> Tu objetivo
Responde estas preguntas a partir de la reseña musical:
(a) ¿Qué dos discos menciona la reseña a propósito de Proxy War?
(b) ¿En qué compás está la pieza Do the struggle?
(c) ¿Con qué compara la reseña a Andrew por sus silbidos?

> Página

++++++

Proxy War me hace sentir como en casa escuchando el Madman across the water de Elton John o One year de Colin Blunston: pop de pipa de agua y batín de seda que pensaba ya extinto, al menos en esta dimensión.
Manifest, con esas melodías perfectas y los silbidos de Andrew –el tío es un jilguero humano-, me descansa el alma.
Do the struggle, una pieza de aires irlandeses en 7/8, haría girar la cabeza a Shane MacGowan y Bellevue bridge club, con su épica final, me dejan con la sensación de haber disfrutado escuchando de verdad escuchando un disco.
Un músico al que poner en compañía de otras lumbreras a las que el público, seguramente más ávido de buen material, encumbró en su momento a la categoría de espléndidos compositores.

++++++

> Información extraída
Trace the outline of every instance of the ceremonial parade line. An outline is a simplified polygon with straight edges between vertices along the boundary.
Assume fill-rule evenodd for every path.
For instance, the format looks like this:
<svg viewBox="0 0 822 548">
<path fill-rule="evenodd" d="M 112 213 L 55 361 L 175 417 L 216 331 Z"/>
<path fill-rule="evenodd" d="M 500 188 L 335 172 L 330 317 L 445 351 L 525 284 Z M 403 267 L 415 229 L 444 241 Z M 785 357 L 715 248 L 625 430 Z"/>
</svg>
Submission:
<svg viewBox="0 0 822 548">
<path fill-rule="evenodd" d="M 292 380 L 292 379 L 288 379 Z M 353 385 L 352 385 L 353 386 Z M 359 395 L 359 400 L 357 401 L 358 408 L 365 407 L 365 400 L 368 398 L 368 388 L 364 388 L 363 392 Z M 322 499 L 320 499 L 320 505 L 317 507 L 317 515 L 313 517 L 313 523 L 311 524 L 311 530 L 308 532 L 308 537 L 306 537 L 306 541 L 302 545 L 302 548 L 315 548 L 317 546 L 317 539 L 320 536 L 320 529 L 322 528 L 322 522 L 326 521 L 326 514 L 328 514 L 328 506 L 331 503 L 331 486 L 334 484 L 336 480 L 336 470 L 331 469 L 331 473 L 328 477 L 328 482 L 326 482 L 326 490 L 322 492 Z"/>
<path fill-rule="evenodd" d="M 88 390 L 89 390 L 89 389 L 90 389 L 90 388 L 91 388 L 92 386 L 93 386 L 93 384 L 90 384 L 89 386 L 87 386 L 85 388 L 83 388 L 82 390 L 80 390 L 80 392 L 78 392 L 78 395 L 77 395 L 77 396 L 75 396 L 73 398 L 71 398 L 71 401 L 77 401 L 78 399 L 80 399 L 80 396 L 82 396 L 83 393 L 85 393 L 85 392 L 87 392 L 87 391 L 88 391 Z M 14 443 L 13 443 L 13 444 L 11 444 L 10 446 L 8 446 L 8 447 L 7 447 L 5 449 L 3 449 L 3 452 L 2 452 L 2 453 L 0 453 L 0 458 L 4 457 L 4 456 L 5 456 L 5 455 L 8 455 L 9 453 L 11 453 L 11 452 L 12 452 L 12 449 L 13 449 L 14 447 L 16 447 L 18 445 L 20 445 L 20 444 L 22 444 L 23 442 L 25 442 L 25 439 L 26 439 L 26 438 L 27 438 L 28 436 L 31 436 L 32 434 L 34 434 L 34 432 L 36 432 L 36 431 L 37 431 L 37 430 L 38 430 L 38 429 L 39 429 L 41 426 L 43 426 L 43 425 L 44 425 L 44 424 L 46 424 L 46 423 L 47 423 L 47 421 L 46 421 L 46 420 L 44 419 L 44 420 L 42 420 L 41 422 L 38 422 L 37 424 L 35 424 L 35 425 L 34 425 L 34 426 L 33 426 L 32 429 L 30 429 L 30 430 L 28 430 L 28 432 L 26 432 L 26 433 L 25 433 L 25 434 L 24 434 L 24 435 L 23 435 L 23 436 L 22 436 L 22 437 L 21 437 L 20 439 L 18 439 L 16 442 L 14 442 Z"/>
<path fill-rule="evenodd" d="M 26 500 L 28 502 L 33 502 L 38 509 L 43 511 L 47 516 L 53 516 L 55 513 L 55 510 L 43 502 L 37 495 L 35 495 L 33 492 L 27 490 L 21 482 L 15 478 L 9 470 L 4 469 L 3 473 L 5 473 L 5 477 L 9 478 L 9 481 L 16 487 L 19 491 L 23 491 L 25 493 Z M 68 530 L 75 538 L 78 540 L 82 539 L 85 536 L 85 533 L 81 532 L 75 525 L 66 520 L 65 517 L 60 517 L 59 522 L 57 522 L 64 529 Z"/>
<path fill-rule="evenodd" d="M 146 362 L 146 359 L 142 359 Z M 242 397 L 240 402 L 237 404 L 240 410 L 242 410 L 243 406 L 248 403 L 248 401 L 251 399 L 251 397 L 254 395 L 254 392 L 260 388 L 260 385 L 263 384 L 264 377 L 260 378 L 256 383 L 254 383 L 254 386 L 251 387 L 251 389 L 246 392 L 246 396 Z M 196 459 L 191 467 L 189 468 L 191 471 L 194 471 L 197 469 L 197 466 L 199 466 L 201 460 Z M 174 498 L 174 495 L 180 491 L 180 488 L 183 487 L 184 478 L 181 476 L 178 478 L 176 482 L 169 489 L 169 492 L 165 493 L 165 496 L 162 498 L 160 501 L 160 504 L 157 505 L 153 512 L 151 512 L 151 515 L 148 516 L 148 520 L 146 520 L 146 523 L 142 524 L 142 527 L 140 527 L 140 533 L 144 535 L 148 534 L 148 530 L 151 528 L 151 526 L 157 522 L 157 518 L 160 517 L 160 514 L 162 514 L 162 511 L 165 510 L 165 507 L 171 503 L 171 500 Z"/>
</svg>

++++++

> Problema resuelto
(a) Madman across the water, de Elton John, y One year, de Colin Blunston.
(b) En 7/8.
(c) Con un jilguero humano.